Instruction - Reproduce the items verbatim, starting with the line that contains "Target: utility pole" and continuing through the last line of the items.

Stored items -
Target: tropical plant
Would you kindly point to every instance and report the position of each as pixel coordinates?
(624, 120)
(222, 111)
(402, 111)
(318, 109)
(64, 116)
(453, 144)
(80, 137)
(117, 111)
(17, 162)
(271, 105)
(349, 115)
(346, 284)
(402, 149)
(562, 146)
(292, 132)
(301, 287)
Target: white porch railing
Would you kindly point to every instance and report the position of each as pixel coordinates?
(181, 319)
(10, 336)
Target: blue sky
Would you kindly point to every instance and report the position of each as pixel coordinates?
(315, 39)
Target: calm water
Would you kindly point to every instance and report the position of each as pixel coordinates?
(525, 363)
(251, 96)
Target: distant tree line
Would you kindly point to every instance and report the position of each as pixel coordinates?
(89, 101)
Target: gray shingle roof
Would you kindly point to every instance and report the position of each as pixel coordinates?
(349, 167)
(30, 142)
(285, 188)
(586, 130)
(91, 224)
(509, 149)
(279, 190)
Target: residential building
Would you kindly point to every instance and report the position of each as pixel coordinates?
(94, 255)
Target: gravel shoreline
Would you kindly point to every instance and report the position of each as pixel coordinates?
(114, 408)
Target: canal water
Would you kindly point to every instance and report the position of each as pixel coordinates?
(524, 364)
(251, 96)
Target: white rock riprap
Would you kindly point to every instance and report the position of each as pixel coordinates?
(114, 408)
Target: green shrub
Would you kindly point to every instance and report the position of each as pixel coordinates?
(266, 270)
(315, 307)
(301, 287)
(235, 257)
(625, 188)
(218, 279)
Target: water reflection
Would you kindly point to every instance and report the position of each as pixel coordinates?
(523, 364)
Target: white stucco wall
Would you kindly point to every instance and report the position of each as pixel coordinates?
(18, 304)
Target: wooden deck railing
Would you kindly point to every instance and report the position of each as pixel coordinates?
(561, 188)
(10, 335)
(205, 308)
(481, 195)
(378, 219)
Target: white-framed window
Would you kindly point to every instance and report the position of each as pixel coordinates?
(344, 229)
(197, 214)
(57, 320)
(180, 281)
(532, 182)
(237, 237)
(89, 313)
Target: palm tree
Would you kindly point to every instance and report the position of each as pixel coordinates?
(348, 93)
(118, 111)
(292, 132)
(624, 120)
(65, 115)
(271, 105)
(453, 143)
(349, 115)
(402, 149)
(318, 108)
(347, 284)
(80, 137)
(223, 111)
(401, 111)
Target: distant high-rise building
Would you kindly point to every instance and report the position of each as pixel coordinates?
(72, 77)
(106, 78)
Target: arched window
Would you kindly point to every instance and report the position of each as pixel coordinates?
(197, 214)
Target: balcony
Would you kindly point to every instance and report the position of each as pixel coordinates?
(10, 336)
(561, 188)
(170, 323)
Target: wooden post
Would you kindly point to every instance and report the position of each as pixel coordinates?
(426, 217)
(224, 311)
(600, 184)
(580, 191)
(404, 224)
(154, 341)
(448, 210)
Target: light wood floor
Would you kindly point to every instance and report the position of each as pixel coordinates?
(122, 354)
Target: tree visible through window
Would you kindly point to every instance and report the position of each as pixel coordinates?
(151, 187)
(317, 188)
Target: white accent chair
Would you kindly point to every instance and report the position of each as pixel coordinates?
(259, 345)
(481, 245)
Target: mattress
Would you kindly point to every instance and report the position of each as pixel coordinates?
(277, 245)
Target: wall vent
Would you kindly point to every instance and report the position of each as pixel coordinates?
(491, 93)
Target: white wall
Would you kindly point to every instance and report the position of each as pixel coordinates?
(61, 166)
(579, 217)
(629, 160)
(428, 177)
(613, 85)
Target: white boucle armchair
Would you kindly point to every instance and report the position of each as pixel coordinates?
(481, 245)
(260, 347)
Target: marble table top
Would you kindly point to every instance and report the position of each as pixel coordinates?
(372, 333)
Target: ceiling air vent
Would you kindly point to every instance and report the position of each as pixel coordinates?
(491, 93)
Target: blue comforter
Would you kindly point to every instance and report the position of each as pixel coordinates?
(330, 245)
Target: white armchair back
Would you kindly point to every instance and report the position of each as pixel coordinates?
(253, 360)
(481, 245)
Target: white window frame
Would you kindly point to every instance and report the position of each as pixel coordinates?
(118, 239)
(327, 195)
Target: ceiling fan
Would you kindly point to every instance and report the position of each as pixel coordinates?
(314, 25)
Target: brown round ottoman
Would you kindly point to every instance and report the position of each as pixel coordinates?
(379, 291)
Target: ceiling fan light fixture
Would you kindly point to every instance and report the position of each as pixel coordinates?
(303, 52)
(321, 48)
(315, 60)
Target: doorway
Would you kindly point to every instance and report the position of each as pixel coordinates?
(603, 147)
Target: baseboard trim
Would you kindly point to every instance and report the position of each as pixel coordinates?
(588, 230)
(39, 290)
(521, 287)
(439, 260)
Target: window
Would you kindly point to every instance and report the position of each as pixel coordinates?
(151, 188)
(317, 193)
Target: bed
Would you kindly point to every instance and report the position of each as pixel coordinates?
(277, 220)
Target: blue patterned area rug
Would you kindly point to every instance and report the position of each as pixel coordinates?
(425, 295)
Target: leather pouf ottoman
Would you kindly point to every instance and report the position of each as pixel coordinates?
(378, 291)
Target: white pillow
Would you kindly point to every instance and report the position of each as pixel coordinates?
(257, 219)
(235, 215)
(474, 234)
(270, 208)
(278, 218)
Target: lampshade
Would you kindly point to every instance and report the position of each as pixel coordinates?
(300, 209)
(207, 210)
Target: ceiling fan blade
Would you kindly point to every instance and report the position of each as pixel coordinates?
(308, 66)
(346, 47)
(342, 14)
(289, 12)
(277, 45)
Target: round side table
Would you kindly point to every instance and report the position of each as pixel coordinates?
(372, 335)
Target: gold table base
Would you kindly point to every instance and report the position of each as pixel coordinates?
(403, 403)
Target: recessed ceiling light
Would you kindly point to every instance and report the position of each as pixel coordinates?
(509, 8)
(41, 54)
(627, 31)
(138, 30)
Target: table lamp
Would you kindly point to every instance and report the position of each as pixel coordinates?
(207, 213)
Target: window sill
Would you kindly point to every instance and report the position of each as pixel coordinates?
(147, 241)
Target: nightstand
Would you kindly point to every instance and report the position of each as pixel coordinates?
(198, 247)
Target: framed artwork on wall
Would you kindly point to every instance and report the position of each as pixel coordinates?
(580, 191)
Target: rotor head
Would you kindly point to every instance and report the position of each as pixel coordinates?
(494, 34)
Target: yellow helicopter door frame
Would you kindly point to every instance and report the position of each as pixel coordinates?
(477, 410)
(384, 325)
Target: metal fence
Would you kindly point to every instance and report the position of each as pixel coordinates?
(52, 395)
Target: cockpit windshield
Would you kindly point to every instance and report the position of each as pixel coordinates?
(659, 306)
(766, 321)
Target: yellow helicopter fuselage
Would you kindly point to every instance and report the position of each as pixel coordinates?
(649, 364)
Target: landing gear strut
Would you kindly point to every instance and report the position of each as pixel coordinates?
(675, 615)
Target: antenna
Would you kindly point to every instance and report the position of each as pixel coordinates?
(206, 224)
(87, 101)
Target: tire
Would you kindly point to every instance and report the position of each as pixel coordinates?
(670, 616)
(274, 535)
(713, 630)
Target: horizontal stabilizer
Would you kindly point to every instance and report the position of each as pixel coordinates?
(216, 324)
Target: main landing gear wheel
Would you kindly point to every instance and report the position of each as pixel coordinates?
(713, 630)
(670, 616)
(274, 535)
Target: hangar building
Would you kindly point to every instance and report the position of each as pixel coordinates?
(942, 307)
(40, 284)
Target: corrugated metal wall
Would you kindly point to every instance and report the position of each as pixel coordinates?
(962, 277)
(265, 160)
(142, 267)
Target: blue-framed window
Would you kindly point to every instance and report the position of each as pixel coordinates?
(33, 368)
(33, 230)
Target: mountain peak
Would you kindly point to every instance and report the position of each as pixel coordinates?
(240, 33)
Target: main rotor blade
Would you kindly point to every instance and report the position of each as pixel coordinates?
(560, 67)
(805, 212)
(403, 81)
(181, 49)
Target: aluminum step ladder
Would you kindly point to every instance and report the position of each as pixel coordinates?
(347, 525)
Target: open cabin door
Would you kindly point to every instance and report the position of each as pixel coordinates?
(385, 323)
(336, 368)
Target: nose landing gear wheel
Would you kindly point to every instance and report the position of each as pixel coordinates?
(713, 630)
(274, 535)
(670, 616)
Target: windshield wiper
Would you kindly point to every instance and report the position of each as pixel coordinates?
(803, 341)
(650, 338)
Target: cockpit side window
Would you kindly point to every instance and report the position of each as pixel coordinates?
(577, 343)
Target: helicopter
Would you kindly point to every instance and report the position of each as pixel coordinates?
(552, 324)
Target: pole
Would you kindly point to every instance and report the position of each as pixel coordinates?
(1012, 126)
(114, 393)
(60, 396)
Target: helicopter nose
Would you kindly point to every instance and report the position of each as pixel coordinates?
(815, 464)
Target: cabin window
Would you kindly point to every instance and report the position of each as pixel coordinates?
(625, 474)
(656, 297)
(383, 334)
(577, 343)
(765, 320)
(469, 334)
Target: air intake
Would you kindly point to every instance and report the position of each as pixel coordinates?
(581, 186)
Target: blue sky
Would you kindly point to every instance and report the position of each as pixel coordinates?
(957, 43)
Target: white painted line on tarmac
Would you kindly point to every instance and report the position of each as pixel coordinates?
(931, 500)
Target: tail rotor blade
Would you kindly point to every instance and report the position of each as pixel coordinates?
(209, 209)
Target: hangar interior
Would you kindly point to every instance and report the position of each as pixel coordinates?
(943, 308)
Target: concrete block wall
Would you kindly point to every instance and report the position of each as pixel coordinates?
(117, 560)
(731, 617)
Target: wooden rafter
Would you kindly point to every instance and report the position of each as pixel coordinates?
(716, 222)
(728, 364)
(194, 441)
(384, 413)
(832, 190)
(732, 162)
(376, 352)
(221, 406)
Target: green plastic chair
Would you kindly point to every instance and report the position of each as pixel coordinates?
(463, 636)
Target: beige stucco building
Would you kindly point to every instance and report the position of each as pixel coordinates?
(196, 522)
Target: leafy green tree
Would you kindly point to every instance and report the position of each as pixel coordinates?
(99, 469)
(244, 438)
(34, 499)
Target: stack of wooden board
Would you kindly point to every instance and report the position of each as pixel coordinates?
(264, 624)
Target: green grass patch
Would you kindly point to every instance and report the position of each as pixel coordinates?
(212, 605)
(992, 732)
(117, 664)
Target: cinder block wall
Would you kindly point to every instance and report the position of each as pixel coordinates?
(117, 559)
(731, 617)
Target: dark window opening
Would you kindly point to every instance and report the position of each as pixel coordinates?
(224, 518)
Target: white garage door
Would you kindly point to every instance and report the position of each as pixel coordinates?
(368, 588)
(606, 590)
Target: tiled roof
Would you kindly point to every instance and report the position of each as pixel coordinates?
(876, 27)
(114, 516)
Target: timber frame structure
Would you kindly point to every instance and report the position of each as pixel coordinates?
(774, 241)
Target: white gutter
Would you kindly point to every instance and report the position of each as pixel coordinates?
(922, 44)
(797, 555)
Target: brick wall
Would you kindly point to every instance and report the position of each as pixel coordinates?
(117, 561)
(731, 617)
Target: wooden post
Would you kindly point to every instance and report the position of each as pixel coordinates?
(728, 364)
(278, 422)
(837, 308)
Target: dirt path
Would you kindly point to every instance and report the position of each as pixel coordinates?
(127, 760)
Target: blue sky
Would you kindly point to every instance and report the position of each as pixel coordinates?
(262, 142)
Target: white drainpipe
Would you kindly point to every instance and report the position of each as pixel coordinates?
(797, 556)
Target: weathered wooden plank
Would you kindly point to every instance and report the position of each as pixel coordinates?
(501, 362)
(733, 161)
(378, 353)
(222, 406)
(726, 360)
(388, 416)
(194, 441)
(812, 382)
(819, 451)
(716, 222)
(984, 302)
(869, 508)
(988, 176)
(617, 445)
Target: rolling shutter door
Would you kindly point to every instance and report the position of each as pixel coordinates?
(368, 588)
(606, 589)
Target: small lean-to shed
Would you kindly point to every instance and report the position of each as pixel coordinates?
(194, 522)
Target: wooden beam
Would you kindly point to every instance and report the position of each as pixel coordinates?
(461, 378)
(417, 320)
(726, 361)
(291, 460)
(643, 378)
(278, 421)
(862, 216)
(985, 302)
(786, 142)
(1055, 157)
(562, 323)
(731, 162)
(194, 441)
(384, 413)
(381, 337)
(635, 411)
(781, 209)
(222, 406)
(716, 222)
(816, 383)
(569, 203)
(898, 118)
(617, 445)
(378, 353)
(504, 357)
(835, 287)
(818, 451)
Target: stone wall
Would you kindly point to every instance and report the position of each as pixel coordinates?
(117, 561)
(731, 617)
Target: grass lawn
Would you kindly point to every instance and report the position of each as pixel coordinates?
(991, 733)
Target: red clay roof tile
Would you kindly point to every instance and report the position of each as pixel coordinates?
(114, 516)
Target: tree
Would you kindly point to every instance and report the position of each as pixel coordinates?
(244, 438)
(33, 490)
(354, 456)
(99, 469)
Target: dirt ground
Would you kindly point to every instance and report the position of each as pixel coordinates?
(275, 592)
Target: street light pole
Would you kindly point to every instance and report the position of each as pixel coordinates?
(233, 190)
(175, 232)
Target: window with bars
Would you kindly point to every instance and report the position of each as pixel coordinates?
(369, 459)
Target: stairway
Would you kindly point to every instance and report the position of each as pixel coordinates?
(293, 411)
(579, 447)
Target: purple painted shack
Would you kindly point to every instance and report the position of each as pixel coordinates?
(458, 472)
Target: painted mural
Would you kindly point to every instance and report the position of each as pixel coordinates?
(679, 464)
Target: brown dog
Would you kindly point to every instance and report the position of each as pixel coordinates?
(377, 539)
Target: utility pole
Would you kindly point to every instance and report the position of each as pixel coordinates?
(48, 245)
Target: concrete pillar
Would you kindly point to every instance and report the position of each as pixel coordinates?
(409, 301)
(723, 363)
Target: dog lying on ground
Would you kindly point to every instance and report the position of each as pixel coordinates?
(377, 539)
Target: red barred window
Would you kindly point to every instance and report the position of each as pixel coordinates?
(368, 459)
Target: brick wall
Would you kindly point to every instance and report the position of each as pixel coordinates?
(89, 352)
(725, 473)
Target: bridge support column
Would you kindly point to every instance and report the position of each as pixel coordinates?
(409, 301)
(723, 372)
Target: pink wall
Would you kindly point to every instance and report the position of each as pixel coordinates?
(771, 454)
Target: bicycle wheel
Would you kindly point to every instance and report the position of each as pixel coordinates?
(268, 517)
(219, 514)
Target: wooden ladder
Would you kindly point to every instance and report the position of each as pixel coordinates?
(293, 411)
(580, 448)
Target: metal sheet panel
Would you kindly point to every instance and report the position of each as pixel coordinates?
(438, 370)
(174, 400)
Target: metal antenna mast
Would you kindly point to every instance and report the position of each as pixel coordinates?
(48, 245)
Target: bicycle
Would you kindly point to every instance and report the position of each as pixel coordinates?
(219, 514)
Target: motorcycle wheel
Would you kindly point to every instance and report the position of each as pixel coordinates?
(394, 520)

Worked solution -
Target: utility pole
Would you kindly point to every instance and report the position of each as pixel coordinates?
(48, 245)
Target: concrete pillar
Would you kindly point to every instance and report the position of each as pixel coordinates?
(409, 301)
(723, 363)
Target: dog lying on ground
Would you kindly point to every instance and report the position of each as pixel coordinates?
(377, 539)
Target: red barred window
Would you kindly point to every instance and report the position of each as pixel coordinates?
(368, 459)
Target: brick wall
Would you kindly point to every instance and report the position of each as pixel coordinates?
(89, 352)
(725, 473)
Target: bridge support column
Would you kindly point to every instance and report the position of each as pixel coordinates?
(409, 301)
(723, 372)
Target: pink wall
Would you kindly point to every instance and report the position of each as pixel coordinates?
(771, 454)
Target: bicycle wheel
Would you kindly point to every instance and report the position of each as pixel coordinates?
(268, 517)
(219, 514)
Target: wooden ladder
Would you kindly point to every instance and report the position of each as pixel coordinates?
(293, 411)
(580, 448)
Target: metal sheet panel
Would you kindly point to every instance and report the position of each as pixel coordinates?
(438, 370)
(174, 400)
Target: metal antenna mast
Would you kindly point to every instance and report the position of each as pixel coordinates?
(48, 245)
Target: bicycle
Would you kindly point to every instance and report the position of each as pixel coordinates?
(219, 514)
Target: motorcycle wheel
Would you kindly point to every instance and report the position of each as pixel coordinates?
(394, 520)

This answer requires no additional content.